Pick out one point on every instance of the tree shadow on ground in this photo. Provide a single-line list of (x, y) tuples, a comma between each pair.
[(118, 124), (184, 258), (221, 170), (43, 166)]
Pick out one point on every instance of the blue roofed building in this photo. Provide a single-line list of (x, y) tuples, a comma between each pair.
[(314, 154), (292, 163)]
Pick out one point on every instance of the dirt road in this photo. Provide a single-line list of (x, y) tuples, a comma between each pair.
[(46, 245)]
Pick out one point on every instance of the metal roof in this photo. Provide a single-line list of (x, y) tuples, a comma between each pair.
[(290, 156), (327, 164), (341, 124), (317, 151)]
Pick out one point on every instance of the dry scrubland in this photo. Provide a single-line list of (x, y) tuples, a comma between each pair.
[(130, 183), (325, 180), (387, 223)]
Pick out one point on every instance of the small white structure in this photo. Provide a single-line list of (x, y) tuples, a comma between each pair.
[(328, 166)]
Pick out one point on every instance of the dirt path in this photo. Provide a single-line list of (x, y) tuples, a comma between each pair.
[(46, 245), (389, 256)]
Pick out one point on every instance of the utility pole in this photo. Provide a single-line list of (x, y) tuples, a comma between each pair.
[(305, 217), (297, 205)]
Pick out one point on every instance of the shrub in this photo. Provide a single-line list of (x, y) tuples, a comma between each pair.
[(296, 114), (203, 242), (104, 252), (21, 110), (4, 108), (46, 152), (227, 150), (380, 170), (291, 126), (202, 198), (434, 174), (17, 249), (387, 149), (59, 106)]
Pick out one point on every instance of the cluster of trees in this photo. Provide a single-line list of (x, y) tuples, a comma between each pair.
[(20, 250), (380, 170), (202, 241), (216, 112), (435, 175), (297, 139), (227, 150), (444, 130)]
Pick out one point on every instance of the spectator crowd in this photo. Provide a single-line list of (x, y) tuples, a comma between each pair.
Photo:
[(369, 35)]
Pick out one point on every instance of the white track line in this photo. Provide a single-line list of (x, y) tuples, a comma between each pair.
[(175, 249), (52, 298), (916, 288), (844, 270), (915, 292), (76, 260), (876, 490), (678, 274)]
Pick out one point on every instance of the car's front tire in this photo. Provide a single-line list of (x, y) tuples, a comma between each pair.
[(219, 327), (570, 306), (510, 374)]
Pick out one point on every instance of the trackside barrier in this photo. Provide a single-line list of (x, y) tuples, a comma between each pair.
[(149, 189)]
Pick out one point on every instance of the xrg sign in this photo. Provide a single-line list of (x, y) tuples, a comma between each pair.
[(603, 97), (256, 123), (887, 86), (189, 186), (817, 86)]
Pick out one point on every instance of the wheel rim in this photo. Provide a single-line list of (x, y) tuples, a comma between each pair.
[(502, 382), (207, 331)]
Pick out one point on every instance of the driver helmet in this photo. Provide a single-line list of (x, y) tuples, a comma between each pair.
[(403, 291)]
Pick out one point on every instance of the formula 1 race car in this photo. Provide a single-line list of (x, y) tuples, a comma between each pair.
++++++
- **Written exercise**: Reproduce all of the material above, swapping every occurrence of "Pick out" for "Mark" and leaving every other word unchanged.

- **In response**:
Mark one point on every instance of the tree shadow on ground in this photo. Provide a single-line list of (x, y) tuples, a comma between each pair.
[(118, 124), (184, 258), (221, 170), (43, 166)]
Mark one point on every instance of the blue roofed building in this photo. Provide a single-line list of (x, y) tuples, a comma between each pair.
[(314, 154), (292, 163)]
Mark one point on every instance of the dirt road in this photo. Provide a single-line list of (x, y) tuples, a comma between each pair.
[(46, 245)]
Mark one point on every instance of the metal roof in this photo. Provide a single-line list of (x, y) tuples, a comma between each pair.
[(290, 156), (327, 164), (341, 124), (317, 151)]
Mark one point on every instance of the dry scrubland in this photo. Provide a single-line list of (x, y) tuples, a comma between each pair.
[(130, 183), (325, 180), (387, 223)]
Mark one point on every instance of the small white structure in this photo. Provide a single-line list of (x, y) tuples, a comma between each pair.
[(328, 166)]
Mark one point on every instance of the dirt path in this photo. Provide a single-line list of (x, y) tuples, a comma between each pair.
[(46, 245), (389, 256)]
Mark one point on every instance of the utility pole in this photo. Provide a single-line list of (x, y) tuples, a comma between each pair.
[(305, 217), (297, 205)]
Mark one point on every instance of the shrub in this photo. Provide a single-line list of (x, y) tuples, a comma between each pair.
[(296, 114), (203, 242), (104, 252), (21, 110), (4, 108), (46, 152), (227, 150), (380, 170), (291, 126), (202, 198), (434, 174), (17, 249), (387, 149), (59, 106)]
Mark one point on every instance of the cluster of trees in this photo. Provide a single-line list of (x, y) tuples, a comma between each pair.
[(20, 250), (380, 170), (202, 241), (216, 112), (435, 175), (297, 139), (227, 150), (444, 130)]
Mark one point on every instance of the spectator crowd in this photo. Provide a single-line list of (x, y) tuples, a comma between each pair.
Photo:
[(369, 35)]
Mark one point on every instance of the white track line in this photo. Provide a single-line list of (x, y) tuples, a comma between each pair.
[(175, 249), (52, 298), (916, 288), (844, 270), (915, 292), (76, 260), (876, 490), (678, 274)]
Mark one point on every instance of the car's front tire in this photo. Provide a single-line list of (x, y) tuples, a comma between each pair.
[(219, 327), (570, 306), (510, 374)]
Mark one point on every instance of the trackside barrier in this photo. Provide a single-line list of (x, y) tuples, a comma between each pair.
[(149, 189)]
Mark one point on every instance of the xrg sign in this photo. Provide a single-line list of (x, y) tuples, a comma between each pair.
[(603, 97), (256, 123), (887, 86), (189, 186), (817, 86)]
Mark one point on every instance of the wheel rim in this photo. Provide a single-line list of (x, y) tuples, a comma between each pair.
[(502, 382), (207, 331)]
Mark one point on every instance of the driver helmet in this photo. Provide a single-line list of (x, y) tuples, a comma between each pair.
[(403, 291)]
Mark one point on every instance of the formula 1 race car in this photo. Provide a single-line list of (x, y) tuples, a comma between each pair.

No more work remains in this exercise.